-- Dataset content follows --

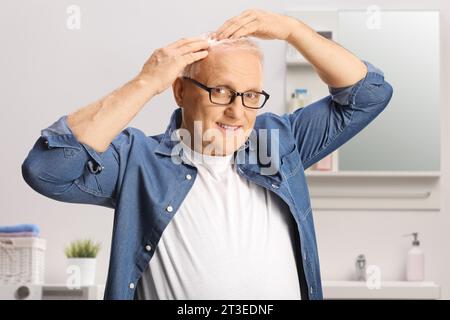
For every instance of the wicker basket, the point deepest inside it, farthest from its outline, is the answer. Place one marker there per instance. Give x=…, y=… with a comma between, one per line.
x=22, y=260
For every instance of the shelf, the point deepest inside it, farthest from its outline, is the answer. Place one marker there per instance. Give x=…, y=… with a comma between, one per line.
x=387, y=290
x=374, y=190
x=376, y=174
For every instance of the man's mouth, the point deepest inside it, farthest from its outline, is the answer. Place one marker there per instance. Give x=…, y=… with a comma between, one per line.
x=224, y=126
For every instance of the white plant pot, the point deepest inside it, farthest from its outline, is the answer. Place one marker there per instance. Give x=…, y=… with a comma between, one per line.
x=82, y=270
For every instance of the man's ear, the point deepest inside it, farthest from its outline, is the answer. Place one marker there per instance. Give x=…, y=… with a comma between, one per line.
x=178, y=91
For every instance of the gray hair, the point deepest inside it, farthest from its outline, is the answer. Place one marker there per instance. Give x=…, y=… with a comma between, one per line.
x=240, y=43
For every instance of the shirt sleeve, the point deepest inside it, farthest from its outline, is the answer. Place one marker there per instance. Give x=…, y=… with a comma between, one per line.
x=60, y=167
x=325, y=125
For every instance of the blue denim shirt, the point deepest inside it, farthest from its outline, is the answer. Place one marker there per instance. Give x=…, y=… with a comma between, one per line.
x=137, y=177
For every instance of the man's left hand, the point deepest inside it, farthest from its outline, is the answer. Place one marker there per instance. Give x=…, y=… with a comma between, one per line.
x=257, y=23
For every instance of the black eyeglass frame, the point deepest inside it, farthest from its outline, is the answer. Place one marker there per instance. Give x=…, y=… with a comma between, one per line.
x=235, y=94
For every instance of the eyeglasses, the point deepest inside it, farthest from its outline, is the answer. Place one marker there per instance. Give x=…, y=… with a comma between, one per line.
x=225, y=96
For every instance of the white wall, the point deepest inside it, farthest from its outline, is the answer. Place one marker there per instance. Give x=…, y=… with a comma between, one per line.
x=47, y=71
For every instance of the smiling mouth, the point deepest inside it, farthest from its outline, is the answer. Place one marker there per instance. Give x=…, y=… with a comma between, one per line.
x=227, y=127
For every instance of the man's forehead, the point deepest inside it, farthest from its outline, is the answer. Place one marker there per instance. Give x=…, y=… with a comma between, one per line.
x=224, y=70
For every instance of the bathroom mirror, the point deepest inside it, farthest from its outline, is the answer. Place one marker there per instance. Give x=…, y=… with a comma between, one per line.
x=405, y=46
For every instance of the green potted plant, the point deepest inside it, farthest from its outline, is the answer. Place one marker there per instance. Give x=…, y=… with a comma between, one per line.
x=82, y=259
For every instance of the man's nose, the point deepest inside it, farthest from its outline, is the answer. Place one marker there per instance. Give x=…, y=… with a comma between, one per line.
x=236, y=109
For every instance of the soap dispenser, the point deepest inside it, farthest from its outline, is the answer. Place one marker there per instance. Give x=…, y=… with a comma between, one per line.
x=415, y=262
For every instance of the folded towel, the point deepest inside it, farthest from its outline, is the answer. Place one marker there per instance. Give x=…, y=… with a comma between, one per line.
x=18, y=234
x=20, y=228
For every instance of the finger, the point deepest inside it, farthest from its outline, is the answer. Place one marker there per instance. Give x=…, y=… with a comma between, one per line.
x=182, y=41
x=194, y=56
x=236, y=26
x=193, y=47
x=230, y=22
x=246, y=30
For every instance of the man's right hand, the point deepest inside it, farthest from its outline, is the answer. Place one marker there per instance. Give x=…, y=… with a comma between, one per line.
x=166, y=64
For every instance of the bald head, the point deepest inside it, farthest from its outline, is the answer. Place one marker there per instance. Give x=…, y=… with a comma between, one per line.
x=229, y=48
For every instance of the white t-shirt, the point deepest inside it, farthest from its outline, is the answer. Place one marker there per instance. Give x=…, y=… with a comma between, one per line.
x=230, y=239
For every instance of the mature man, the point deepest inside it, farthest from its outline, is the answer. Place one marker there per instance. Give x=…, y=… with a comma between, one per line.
x=199, y=211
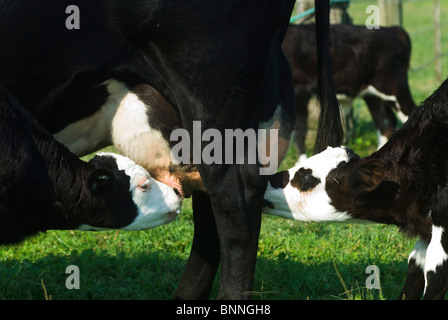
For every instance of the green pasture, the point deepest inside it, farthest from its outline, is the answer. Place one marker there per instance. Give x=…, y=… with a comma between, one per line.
x=295, y=260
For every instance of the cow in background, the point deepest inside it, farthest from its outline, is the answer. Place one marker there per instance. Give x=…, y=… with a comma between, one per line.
x=372, y=64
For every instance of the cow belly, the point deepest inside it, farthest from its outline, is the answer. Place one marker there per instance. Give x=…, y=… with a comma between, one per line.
x=122, y=121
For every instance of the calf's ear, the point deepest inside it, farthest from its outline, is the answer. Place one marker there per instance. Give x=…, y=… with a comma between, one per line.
x=367, y=176
x=100, y=181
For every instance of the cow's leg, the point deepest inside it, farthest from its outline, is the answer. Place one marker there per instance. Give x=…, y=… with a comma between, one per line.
x=415, y=280
x=204, y=258
x=301, y=127
x=436, y=265
x=236, y=198
x=383, y=117
x=347, y=111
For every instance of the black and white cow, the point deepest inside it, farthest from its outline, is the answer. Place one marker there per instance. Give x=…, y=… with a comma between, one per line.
x=133, y=66
x=44, y=186
x=372, y=64
x=405, y=183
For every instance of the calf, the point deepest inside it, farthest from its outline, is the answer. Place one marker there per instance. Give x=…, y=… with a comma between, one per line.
x=371, y=64
x=218, y=62
x=404, y=183
x=44, y=186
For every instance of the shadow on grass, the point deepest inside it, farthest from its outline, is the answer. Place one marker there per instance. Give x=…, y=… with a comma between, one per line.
x=155, y=276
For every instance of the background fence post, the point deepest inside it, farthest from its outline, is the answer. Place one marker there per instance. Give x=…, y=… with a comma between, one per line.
x=437, y=41
x=390, y=12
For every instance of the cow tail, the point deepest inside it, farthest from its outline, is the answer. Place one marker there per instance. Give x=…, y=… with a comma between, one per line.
x=329, y=131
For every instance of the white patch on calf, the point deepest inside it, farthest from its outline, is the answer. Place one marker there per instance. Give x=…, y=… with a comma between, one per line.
x=435, y=254
x=418, y=254
x=91, y=133
x=157, y=204
x=311, y=205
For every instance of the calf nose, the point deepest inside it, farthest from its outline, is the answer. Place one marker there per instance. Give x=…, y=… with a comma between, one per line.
x=178, y=193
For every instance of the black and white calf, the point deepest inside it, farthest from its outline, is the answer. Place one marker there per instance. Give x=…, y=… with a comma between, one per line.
x=405, y=183
x=372, y=64
x=132, y=64
x=44, y=186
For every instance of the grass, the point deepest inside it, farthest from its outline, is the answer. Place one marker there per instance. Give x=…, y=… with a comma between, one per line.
x=295, y=260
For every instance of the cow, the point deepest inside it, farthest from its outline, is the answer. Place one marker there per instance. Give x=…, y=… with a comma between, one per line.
x=403, y=184
x=372, y=64
x=131, y=66
x=44, y=186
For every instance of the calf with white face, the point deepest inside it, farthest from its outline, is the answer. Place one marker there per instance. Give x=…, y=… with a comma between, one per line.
x=300, y=192
x=156, y=203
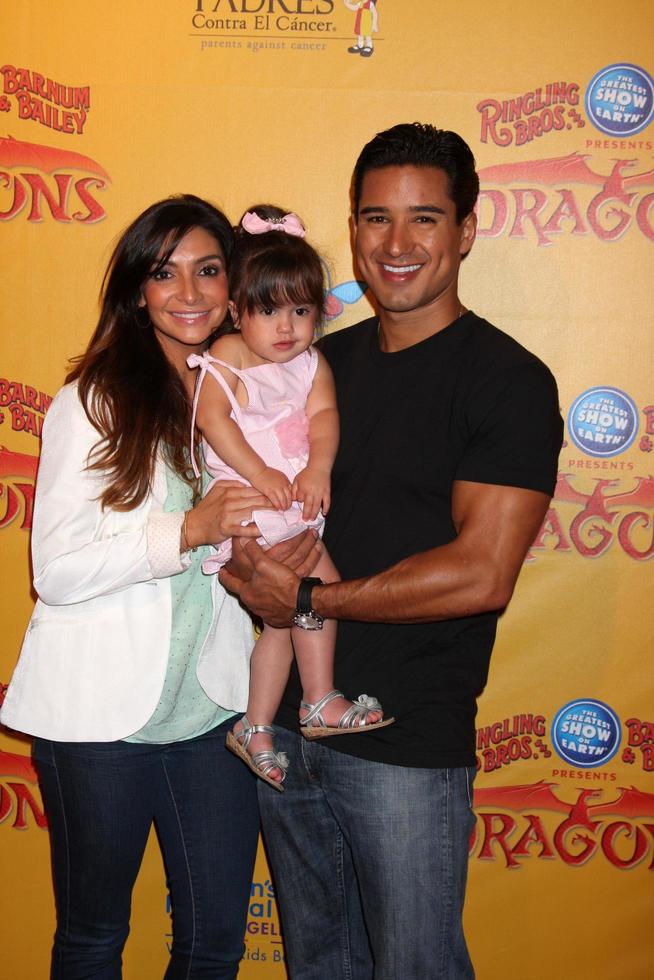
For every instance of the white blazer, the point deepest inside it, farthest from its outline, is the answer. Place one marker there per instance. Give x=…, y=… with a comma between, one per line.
x=95, y=653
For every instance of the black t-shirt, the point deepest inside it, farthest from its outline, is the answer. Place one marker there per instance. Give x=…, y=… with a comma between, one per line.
x=468, y=403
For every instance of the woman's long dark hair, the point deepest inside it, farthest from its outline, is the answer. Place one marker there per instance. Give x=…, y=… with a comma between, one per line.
x=129, y=390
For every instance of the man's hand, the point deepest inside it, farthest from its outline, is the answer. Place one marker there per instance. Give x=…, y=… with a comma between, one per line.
x=268, y=587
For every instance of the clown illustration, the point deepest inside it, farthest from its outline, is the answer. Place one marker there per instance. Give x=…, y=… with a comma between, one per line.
x=365, y=25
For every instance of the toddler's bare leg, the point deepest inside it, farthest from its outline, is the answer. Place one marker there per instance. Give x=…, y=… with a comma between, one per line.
x=314, y=652
x=269, y=668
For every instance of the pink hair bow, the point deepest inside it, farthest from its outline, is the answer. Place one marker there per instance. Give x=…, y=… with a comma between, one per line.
x=255, y=225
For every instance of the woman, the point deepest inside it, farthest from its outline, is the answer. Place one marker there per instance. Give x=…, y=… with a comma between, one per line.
x=134, y=662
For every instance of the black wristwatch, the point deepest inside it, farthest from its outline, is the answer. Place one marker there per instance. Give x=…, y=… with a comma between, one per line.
x=305, y=616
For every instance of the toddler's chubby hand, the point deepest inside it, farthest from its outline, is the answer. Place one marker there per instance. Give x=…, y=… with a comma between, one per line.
x=312, y=487
x=275, y=485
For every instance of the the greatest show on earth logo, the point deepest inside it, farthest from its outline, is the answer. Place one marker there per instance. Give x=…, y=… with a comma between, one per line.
x=603, y=421
x=620, y=100
x=586, y=733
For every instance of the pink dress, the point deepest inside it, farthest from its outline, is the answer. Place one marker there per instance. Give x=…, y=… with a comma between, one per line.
x=275, y=424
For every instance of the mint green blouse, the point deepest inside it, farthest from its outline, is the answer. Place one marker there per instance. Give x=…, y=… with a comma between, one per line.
x=184, y=710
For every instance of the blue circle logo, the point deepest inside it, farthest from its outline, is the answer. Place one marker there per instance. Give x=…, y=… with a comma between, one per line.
x=620, y=100
x=586, y=733
x=603, y=422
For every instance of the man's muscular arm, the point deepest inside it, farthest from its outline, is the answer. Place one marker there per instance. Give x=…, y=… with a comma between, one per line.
x=475, y=573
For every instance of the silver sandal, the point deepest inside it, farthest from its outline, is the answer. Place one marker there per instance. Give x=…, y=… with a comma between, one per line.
x=351, y=721
x=261, y=763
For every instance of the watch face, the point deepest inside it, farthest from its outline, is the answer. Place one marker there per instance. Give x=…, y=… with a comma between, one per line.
x=308, y=621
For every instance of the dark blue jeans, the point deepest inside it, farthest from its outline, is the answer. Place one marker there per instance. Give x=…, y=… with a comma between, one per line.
x=101, y=799
x=369, y=864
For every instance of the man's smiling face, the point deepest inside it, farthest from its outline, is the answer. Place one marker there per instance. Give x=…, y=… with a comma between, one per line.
x=408, y=243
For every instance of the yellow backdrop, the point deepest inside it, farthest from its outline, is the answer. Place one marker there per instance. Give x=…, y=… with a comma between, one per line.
x=106, y=108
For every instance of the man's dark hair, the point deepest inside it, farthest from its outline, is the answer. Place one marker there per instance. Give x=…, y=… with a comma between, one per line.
x=422, y=145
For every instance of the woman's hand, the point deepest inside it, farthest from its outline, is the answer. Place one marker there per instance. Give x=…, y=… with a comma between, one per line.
x=275, y=485
x=312, y=487
x=226, y=510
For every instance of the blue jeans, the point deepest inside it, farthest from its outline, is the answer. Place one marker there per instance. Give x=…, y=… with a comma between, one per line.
x=369, y=863
x=101, y=799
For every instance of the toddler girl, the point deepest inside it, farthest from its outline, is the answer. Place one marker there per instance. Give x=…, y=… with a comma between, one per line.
x=268, y=417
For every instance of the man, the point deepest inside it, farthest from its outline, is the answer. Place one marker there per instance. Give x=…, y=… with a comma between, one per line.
x=450, y=434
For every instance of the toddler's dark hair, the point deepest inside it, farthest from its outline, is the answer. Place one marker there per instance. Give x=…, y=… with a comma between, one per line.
x=275, y=268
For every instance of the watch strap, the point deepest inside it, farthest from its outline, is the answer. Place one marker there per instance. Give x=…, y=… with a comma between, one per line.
x=305, y=588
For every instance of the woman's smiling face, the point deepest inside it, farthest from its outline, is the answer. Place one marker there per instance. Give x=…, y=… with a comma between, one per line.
x=187, y=298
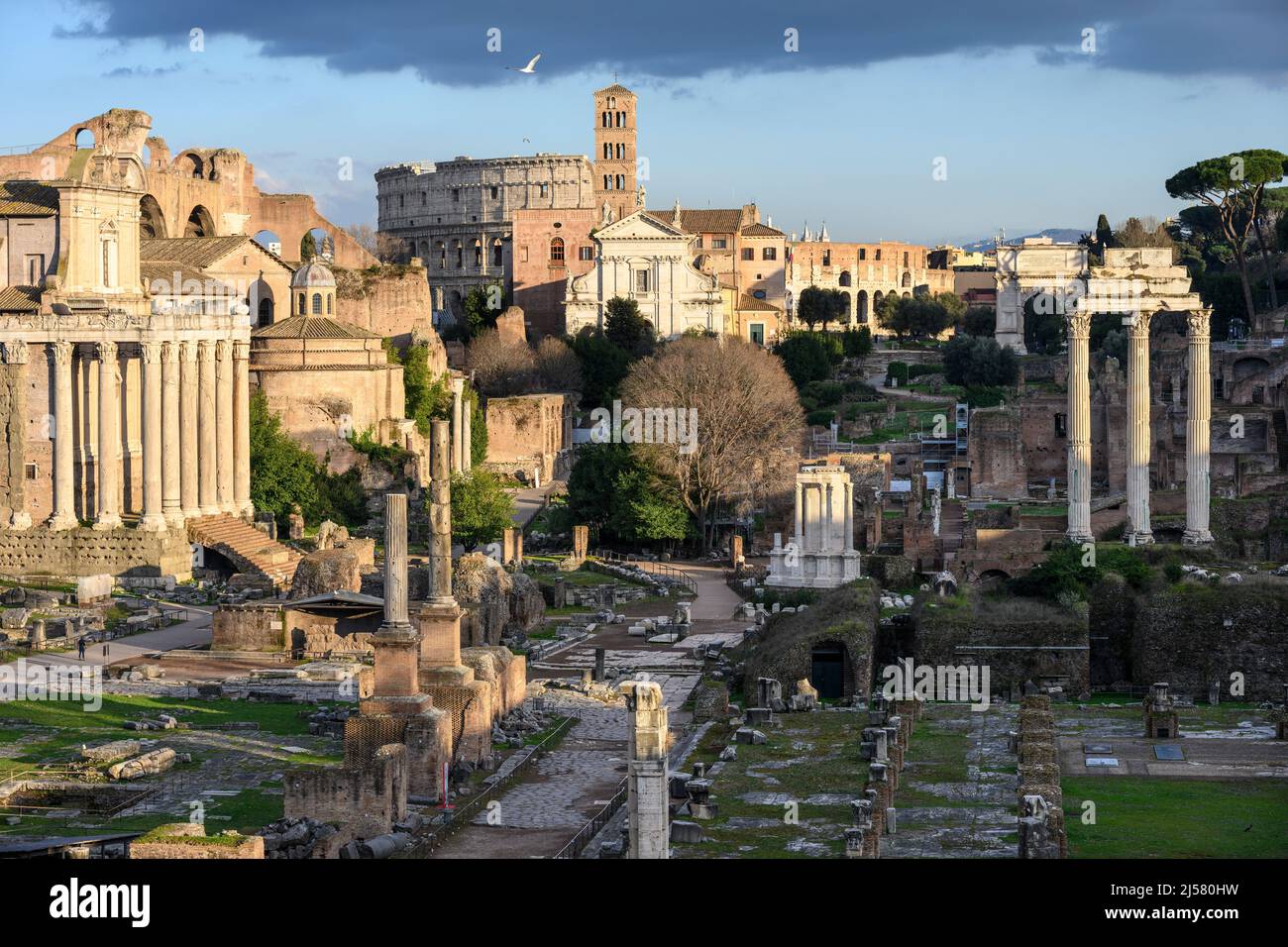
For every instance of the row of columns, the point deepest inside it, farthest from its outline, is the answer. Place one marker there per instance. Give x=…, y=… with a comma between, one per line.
x=196, y=433
x=1197, y=434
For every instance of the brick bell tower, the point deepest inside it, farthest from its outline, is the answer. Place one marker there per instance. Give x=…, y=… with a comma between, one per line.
x=616, y=151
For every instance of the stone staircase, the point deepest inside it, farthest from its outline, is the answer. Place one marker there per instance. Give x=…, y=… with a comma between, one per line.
x=246, y=547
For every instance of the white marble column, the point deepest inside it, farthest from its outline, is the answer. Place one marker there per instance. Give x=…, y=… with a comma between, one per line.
x=150, y=416
x=1198, y=431
x=800, y=517
x=207, y=444
x=171, y=437
x=458, y=397
x=241, y=431
x=224, y=425
x=64, y=502
x=1137, y=432
x=189, y=463
x=108, y=437
x=1080, y=428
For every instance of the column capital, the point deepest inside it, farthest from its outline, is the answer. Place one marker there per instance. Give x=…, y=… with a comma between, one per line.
x=1198, y=324
x=1138, y=329
x=16, y=352
x=1080, y=324
x=60, y=351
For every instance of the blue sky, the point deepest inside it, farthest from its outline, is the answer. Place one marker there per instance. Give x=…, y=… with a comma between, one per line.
x=1034, y=132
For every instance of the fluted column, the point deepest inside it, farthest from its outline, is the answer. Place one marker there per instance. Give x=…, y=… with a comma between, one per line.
x=395, y=564
x=224, y=425
x=189, y=463
x=207, y=444
x=241, y=431
x=458, y=397
x=1080, y=428
x=1198, y=431
x=1137, y=432
x=64, y=504
x=171, y=437
x=153, y=518
x=108, y=437
x=800, y=517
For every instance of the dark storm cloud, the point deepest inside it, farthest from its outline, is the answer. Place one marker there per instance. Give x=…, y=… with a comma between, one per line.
x=446, y=42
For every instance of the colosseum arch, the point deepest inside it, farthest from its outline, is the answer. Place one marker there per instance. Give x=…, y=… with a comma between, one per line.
x=200, y=223
x=151, y=219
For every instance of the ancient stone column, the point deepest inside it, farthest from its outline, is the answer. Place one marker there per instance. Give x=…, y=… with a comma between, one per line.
x=64, y=504
x=1137, y=432
x=241, y=431
x=439, y=515
x=189, y=462
x=1080, y=428
x=224, y=425
x=645, y=771
x=108, y=437
x=395, y=564
x=458, y=410
x=1198, y=431
x=153, y=519
x=207, y=446
x=170, y=436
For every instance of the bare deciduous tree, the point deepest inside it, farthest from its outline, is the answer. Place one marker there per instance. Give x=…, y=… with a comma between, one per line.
x=558, y=367
x=750, y=420
x=501, y=368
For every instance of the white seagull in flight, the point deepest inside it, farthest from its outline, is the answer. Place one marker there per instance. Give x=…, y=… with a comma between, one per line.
x=529, y=68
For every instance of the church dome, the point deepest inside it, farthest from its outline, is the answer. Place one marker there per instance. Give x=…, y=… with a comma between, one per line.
x=312, y=275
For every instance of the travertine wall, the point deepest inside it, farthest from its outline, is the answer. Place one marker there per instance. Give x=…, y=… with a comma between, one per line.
x=84, y=552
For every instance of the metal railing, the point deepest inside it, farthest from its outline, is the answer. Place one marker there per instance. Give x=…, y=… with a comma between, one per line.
x=658, y=569
x=587, y=834
x=460, y=815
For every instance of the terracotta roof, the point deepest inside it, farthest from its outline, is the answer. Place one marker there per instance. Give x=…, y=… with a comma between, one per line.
x=163, y=272
x=752, y=304
x=700, y=221
x=196, y=253
x=27, y=198
x=20, y=298
x=312, y=328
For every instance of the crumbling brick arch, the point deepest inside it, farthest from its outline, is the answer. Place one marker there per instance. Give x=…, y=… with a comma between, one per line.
x=201, y=223
x=151, y=218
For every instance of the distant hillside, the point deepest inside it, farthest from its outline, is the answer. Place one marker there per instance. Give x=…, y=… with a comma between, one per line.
x=1060, y=235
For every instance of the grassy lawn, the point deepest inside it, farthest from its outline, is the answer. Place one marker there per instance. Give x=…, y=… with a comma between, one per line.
x=1176, y=818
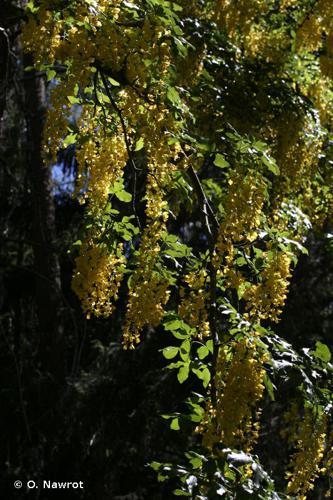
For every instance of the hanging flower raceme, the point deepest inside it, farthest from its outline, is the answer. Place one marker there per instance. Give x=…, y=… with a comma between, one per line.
x=310, y=446
x=266, y=300
x=193, y=306
x=97, y=277
x=238, y=386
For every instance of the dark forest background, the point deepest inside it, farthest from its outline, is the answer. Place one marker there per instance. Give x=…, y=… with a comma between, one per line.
x=74, y=405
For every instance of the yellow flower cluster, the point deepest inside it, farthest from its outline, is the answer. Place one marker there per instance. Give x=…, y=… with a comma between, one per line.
x=42, y=39
x=266, y=299
x=242, y=206
x=297, y=153
x=305, y=463
x=101, y=161
x=148, y=291
x=97, y=278
x=193, y=306
x=239, y=387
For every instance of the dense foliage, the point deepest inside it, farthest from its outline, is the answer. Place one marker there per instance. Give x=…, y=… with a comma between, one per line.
x=203, y=142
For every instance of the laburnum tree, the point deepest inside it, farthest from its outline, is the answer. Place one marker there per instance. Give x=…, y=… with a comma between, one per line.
x=203, y=139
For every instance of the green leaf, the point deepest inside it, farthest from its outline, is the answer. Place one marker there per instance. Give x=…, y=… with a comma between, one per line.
x=269, y=387
x=203, y=352
x=220, y=161
x=270, y=164
x=50, y=74
x=173, y=95
x=73, y=100
x=170, y=352
x=183, y=373
x=69, y=139
x=114, y=82
x=139, y=144
x=175, y=424
x=155, y=465
x=123, y=196
x=210, y=346
x=205, y=377
x=322, y=352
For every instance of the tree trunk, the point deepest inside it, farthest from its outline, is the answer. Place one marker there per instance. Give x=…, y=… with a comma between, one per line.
x=46, y=261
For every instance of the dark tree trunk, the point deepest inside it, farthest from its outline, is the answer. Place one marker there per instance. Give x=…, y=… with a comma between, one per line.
x=46, y=261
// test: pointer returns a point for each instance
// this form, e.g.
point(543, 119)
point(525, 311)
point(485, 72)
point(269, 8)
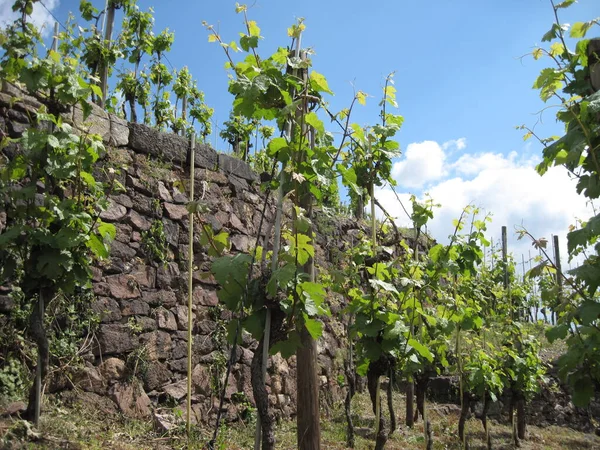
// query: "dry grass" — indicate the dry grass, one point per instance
point(79, 425)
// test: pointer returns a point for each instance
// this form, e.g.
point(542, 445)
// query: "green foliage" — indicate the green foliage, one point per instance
point(154, 243)
point(52, 201)
point(567, 82)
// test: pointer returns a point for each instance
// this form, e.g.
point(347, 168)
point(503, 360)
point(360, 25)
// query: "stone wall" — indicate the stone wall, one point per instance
point(142, 303)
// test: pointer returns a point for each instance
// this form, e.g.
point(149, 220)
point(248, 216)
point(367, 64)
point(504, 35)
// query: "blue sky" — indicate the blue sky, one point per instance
point(462, 88)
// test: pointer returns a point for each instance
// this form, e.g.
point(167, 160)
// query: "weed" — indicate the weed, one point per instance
point(154, 243)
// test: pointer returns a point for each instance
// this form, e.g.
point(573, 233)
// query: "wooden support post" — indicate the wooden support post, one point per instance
point(559, 280)
point(190, 289)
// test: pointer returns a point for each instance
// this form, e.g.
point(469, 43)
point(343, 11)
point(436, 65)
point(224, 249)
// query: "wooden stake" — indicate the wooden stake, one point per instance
point(190, 290)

-- Dataset content concluded --

#### [Task goal]
Produce an exact reproduction of the listing above, limited to the lines starting at the line with "point(485, 72)" and ending at the line with "point(167, 160)", both kept, with every picture left out.

#### [Task response]
point(485, 72)
point(269, 8)
// query: "dry grass" — indicate the dry grass, one point per instance
point(79, 425)
// test: pointer returns a point for each instance
// this form, e.g.
point(542, 445)
// query: "green foliage" — indicate the green foliage, one point per instance
point(154, 243)
point(52, 201)
point(567, 82)
// test: pointer returns a point for each instance
// this form, e.g.
point(347, 168)
point(503, 360)
point(360, 25)
// query: "stone wall" — indicate the stone wall, one point per instance
point(142, 303)
// test: pointer returns a point for each instance
// this form, e.g.
point(149, 220)
point(248, 216)
point(367, 64)
point(504, 35)
// query: "blue sky" — indicate the blue sky, one point per instance
point(462, 88)
// test: pointer returns a point for each instance
// this form, e.g.
point(167, 160)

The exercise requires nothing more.